── SUPPLIED ENTRIES

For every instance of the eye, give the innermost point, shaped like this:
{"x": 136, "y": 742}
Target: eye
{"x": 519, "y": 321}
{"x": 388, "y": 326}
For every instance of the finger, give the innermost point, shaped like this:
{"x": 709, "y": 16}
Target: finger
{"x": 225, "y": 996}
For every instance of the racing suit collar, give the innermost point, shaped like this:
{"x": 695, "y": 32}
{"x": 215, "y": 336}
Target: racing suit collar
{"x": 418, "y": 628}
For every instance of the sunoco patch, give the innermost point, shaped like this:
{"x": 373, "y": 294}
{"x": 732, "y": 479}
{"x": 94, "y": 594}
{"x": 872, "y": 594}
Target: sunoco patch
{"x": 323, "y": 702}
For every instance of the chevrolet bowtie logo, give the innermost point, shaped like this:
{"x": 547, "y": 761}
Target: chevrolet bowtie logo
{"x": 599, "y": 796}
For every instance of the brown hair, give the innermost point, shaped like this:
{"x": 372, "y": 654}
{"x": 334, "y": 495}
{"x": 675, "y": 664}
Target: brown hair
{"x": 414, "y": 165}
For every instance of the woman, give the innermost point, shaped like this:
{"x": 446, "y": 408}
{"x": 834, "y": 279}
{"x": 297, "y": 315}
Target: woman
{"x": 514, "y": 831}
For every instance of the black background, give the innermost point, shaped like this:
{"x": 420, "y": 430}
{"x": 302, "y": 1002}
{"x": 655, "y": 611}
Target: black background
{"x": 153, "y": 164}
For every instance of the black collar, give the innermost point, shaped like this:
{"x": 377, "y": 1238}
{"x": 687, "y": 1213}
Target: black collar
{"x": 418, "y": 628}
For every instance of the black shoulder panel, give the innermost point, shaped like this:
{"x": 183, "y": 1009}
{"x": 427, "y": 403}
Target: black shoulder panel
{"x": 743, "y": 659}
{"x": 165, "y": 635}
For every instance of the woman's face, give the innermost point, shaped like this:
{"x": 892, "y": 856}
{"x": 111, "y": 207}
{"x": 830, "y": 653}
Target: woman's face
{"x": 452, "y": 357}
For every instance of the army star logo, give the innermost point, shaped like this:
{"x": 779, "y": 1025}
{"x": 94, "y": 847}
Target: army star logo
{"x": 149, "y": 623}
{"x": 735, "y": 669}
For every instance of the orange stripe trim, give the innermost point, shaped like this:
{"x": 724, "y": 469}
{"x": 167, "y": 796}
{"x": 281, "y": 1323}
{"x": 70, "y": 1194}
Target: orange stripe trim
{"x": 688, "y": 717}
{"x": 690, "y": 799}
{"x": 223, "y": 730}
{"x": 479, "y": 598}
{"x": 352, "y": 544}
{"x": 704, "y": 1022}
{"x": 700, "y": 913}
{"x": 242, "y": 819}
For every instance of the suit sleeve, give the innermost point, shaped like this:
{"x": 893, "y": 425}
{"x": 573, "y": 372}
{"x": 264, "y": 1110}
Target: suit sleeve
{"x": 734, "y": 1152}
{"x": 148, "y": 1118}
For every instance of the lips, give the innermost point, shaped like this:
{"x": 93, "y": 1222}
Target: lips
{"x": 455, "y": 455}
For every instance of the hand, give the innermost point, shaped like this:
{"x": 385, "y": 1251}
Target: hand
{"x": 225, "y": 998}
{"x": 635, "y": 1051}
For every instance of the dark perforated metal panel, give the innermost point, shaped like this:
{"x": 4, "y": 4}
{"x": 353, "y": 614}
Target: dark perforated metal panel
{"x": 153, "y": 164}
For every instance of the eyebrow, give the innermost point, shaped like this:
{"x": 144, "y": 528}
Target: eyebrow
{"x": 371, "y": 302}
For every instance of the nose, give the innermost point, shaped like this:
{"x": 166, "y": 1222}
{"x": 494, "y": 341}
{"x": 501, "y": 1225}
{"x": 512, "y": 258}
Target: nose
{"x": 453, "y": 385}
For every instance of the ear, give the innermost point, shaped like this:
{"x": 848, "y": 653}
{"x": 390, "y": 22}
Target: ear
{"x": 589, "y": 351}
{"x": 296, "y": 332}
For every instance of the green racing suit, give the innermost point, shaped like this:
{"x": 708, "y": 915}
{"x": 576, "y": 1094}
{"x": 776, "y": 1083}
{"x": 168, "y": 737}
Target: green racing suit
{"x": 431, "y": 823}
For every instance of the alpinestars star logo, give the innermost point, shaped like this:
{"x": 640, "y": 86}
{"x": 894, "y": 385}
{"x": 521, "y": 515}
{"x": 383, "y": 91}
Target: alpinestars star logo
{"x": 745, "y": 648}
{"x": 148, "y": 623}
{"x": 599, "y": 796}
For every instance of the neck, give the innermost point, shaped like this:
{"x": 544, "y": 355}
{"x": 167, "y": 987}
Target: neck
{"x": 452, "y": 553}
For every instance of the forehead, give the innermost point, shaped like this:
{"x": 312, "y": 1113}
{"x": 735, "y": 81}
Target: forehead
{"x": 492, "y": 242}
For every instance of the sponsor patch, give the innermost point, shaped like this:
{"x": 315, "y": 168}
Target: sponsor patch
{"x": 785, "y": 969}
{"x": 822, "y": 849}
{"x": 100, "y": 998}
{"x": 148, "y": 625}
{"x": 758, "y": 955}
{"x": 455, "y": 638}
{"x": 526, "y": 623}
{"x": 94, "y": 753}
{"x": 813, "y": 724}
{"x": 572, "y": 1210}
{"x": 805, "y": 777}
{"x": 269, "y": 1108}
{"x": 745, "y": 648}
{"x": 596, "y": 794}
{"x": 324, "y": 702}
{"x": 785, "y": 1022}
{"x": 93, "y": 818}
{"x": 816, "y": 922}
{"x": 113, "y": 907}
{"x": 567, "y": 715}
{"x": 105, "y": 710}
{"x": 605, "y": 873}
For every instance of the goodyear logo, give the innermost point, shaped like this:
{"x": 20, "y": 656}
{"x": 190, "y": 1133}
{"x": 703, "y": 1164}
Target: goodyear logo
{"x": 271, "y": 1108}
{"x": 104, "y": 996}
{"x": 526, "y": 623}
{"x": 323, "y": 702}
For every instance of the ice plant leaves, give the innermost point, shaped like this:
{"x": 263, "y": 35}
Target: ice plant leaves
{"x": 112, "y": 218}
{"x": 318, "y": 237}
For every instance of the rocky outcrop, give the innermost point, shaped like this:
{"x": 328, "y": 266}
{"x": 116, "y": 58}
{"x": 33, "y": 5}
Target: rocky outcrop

────

» **WHAT TO PRODUCE**
An unaltered copy of the listing above must form the answer.

» **RESPONSE BELOW**
For every instance of the eye, give the innermost point, shaped like this:
{"x": 136, "y": 742}
Target: eye
{"x": 519, "y": 321}
{"x": 388, "y": 326}
For every instance of the finger, give the innermost point, shaped like this:
{"x": 709, "y": 16}
Target: finger
{"x": 225, "y": 996}
For every instance of the racing suit collar, give the innermost point, shaped like this:
{"x": 695, "y": 32}
{"x": 215, "y": 336}
Target: racing suit collar
{"x": 418, "y": 628}
For every instance of the sunoco patch, give the innermost point, shaped like this:
{"x": 373, "y": 294}
{"x": 732, "y": 479}
{"x": 94, "y": 594}
{"x": 872, "y": 594}
Target: sunoco patch
{"x": 323, "y": 702}
For every instance of the chevrolet bowtie logo, give the innermost point, shaped like this:
{"x": 547, "y": 761}
Target: chevrolet bowtie logo
{"x": 599, "y": 796}
For every instance of the brown hair, give the innermost point, shaped like this:
{"x": 372, "y": 654}
{"x": 334, "y": 495}
{"x": 675, "y": 664}
Target: brown hair
{"x": 414, "y": 165}
For every instance of the woman, give the innermost point, shaped like this:
{"x": 446, "y": 408}
{"x": 834, "y": 279}
{"x": 297, "y": 315}
Target: woman
{"x": 514, "y": 831}
For every instance of the black background, give the innermost point, shaped like this:
{"x": 420, "y": 430}
{"x": 302, "y": 1002}
{"x": 655, "y": 611}
Target: black background
{"x": 153, "y": 164}
For every instance of the black collar, give the innermost point, shaped like this:
{"x": 377, "y": 1238}
{"x": 687, "y": 1213}
Target: black collar
{"x": 418, "y": 628}
For every instance of the black shoulder panel, give the innermost point, shaped like this:
{"x": 183, "y": 1009}
{"x": 427, "y": 403}
Target: black shoulder panel
{"x": 743, "y": 659}
{"x": 165, "y": 635}
For every instance of the woman's face, give the innermost point, shaped like this:
{"x": 892, "y": 856}
{"x": 111, "y": 207}
{"x": 830, "y": 653}
Target: woman's face
{"x": 452, "y": 357}
For every instance of the army star logo, give the innermost point, shaped like this:
{"x": 779, "y": 1025}
{"x": 94, "y": 847}
Target: army star logo
{"x": 149, "y": 623}
{"x": 735, "y": 669}
For every instance of the orange stripe trim, give the innermost point, shaped like this:
{"x": 724, "y": 469}
{"x": 167, "y": 796}
{"x": 281, "y": 1323}
{"x": 70, "y": 1194}
Target: orange stripe trim
{"x": 688, "y": 717}
{"x": 690, "y": 799}
{"x": 223, "y": 730}
{"x": 479, "y": 598}
{"x": 352, "y": 544}
{"x": 704, "y": 1022}
{"x": 700, "y": 913}
{"x": 242, "y": 819}
For every instance of the suit sleeve, give the innermost point, shaped like this:
{"x": 893, "y": 425}
{"x": 573, "y": 372}
{"x": 264, "y": 1110}
Target: suit sleeve
{"x": 734, "y": 1152}
{"x": 148, "y": 1118}
For every instance of the lips, give the innermost point, shaped like this:
{"x": 93, "y": 1222}
Target: lips
{"x": 455, "y": 455}
For every instance of the hand, give the innermost point, shaped like this:
{"x": 385, "y": 1251}
Target: hand
{"x": 225, "y": 998}
{"x": 635, "y": 1051}
For every instance of the dark perforated metal panel, give the innermost point, shaped like this:
{"x": 4, "y": 4}
{"x": 353, "y": 614}
Target: dark perforated metal panel
{"x": 153, "y": 164}
For every instance of the eyebrow, give the innermost point, shaped like this:
{"x": 144, "y": 528}
Target: eyebrow
{"x": 371, "y": 302}
For every instance of the nose, give the innermost point, shaped like this:
{"x": 166, "y": 1222}
{"x": 494, "y": 341}
{"x": 501, "y": 1225}
{"x": 512, "y": 258}
Target: nose
{"x": 453, "y": 385}
For every instance of the ear, give the innermost point, shaped like this:
{"x": 848, "y": 653}
{"x": 390, "y": 22}
Target: ear
{"x": 589, "y": 351}
{"x": 296, "y": 332}
For every instance of the green racing suit, give the innermost point, shaped like this:
{"x": 708, "y": 915}
{"x": 576, "y": 1094}
{"x": 776, "y": 1083}
{"x": 168, "y": 737}
Target: green racing suit
{"x": 431, "y": 823}
For every instance of the alpinestars star logo, give the innermost point, shaped like this:
{"x": 640, "y": 86}
{"x": 894, "y": 385}
{"x": 521, "y": 515}
{"x": 383, "y": 91}
Target: alpinestars star logo
{"x": 745, "y": 648}
{"x": 148, "y": 623}
{"x": 599, "y": 796}
For every instance of the neck, give the innermost point, shaped like this:
{"x": 544, "y": 355}
{"x": 167, "y": 987}
Target: neck
{"x": 452, "y": 553}
For every instance of the forehead, give the innermost point, shaped like this:
{"x": 312, "y": 1113}
{"x": 735, "y": 81}
Target: forehead
{"x": 492, "y": 242}
For every instance of the sponsor patch, give the innermost point, shaped like this:
{"x": 315, "y": 168}
Target: sponsor patch
{"x": 785, "y": 969}
{"x": 822, "y": 849}
{"x": 100, "y": 998}
{"x": 148, "y": 625}
{"x": 758, "y": 955}
{"x": 455, "y": 638}
{"x": 526, "y": 623}
{"x": 94, "y": 753}
{"x": 813, "y": 724}
{"x": 572, "y": 1210}
{"x": 805, "y": 777}
{"x": 269, "y": 1108}
{"x": 745, "y": 648}
{"x": 596, "y": 794}
{"x": 324, "y": 702}
{"x": 785, "y": 1022}
{"x": 93, "y": 818}
{"x": 816, "y": 922}
{"x": 113, "y": 907}
{"x": 567, "y": 715}
{"x": 105, "y": 710}
{"x": 605, "y": 873}
For every instance of the goodyear logo, give the innermost point, shaped like this:
{"x": 20, "y": 656}
{"x": 190, "y": 1133}
{"x": 703, "y": 1164}
Target: goodyear logo
{"x": 271, "y": 1108}
{"x": 104, "y": 996}
{"x": 526, "y": 623}
{"x": 323, "y": 702}
For every instance of the ice plant leaves, give the innermost point, shaped like this:
{"x": 263, "y": 35}
Target: ice plant leaves
{"x": 112, "y": 218}
{"x": 318, "y": 237}
For every instance of the rocky outcrop, give the innermost point, shaped like this:
{"x": 328, "y": 266}
{"x": 116, "y": 58}
{"x": 33, "y": 5}
Target: rocky outcrop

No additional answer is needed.